* [What the task requires]: In the Henri Cartier-Bresson biography below, does each statement agree with the text? (a) He worked only in black and white. (b) He escaped on his first attempt as a prisoner of war. (c) Carmel Snow was the first to publish his photographs in a magazine. Answer yes or no for each and quote the words of the text that decide it.

* [Page excerpt]:
=== Begin Enclosure ===
Henri Cartier-Bresson (born August 22, 1908 in Chanteloup-en-Brie, France – August 3, 2004 in Montjustin, France) was considered the master of candid photography, the father of modern photojournalism and 35mm format early adopter. Henri brought to life street photography and real life style that influenced many generations of photographers and worked exclusively in black and white.
Style French Photographer
Beginnings Henri came from a textile family, his father was a wealthy textile manufacturer whose Cartier-Bresson thread was popular with french sewing kits and his mother’s family were landowners and cotton merchants from Normandy. His family assumed Henri would follow in the family business but Henri was headstrong and was dead set against it. He studied at the catholic school Ecole Fenelon in Paris. After being unsuccessful in music his uncle Louis who was a gifted painter introduced Henri to oil painting. At the age of 19 Henri entered the private school Lhote Academy in Paris in 1927. Here in this school he would have this theoretical training of artistic forms and composition in photography. In 1928 thru 1929 Henry attended the University of Cambridge studying literature and English art. In 1930 he did his service duty in the French Army. Henri became inspired by a photograph of Martin Munkacsi and that photograph made him stop painting and take up photography as a serious career. In 1939 Henri joined the French Army again as a Corporal and during the Battle of France in 1940 was captured by the Germans and spent 35 months as a prisoner of war. He finally escaped on his third try. He then worked for the French underground, aiding other escapees and working as a photographer secretly. Once the war ended Henri was asked to make a documentary by the American Office of War Information called Le Retour (The Return) about the displaced and returning French prisoners. This was later leased in the United States in 1947 and from this a show was debuted in 1947 at the Museum of Modern Art together with his first book, The Photographs of Henri Cartier-Bresson.
Career In 1935 Henri Cartier-Bresson traveled to the United States on an invite to exhibit his work at New York’s Julien Levy Gallery. There he met American editor Carmel Snow of Harper’s Bazaar and it was Snow who was the first to publish Henri’s photographs in a magazine. His first photojournalist photos were published in the French weekly Regards when he covered the coronation of King George VI. He then worked as a photographer between 1937 and 1939 for the French Communist paper Ce Soir. In 1947 Henri with David Seymour, Robert Capa and George Rodger founded Magnum Photos. This team of photographers split and covered assignments all over the world.
Acting So Henri Cartier-Bresson could see how it felt to be on the other side of the camera, film director Jean Renoir put Henri in a few films. He was in the 1939 film Partie de campagne and in 1939 La Regle du jeu. Cartier-Bresson helped Renoir with 2 films for the Communist party on 200 families, one which showed in France. And during the Spanish civil war with Herbert Klein, Henri co-directed an anti-fascist film to promote the Republican medical services. There were also a number of films in France who compiled photographs by Henri from 1956 thru to 1997.
=== End Enclosure ===
Recorded data
=== Begin Enclosure ===
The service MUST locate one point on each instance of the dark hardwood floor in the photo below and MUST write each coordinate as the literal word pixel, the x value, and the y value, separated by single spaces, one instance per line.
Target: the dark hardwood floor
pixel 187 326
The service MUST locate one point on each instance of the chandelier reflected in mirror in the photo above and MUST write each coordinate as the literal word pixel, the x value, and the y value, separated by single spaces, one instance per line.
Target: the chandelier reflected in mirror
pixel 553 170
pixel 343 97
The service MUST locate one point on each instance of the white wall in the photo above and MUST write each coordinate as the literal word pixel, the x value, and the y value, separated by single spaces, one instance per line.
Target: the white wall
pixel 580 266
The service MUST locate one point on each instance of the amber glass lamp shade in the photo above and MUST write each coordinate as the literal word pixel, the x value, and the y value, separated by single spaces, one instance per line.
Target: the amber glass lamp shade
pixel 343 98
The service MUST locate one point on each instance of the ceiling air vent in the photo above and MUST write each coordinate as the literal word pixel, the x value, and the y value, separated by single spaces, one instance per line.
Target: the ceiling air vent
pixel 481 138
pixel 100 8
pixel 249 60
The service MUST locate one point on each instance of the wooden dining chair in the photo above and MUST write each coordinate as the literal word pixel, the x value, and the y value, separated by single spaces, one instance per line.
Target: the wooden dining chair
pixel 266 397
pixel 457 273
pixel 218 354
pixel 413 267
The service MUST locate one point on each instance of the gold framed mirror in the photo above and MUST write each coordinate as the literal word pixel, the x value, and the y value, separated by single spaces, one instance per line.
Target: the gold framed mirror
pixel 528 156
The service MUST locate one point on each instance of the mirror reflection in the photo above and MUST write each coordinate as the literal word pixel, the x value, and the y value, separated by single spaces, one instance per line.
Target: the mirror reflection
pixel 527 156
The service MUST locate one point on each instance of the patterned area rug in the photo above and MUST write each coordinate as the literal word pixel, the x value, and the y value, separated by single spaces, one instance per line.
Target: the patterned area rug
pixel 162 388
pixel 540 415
=== End Enclosure ===
* [Output of the exercise]:
(a) Yes: "worked exclusively in black and white"
(b) No: "He finally escaped on his third try."
(c) Yes: "it was Snow who was the first to publish Henri’s photographs in a magazine"